* Stated goal
Could you copy each of the items below word for word, leaving the pictures out?

Start of Record extracts

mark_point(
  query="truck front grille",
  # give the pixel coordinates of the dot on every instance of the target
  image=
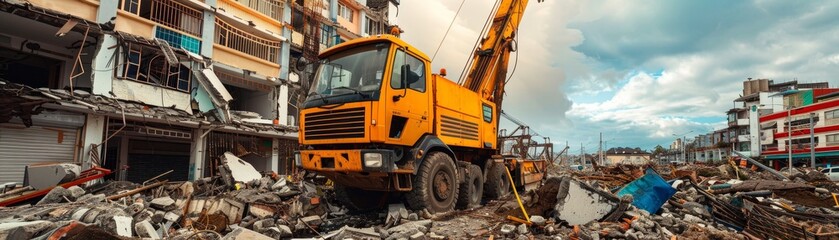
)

End of Record extracts

* Solution
mark_point(
  query="truck front grille",
  # give the pixel coordinates of the dot on every instance of the target
  image=
)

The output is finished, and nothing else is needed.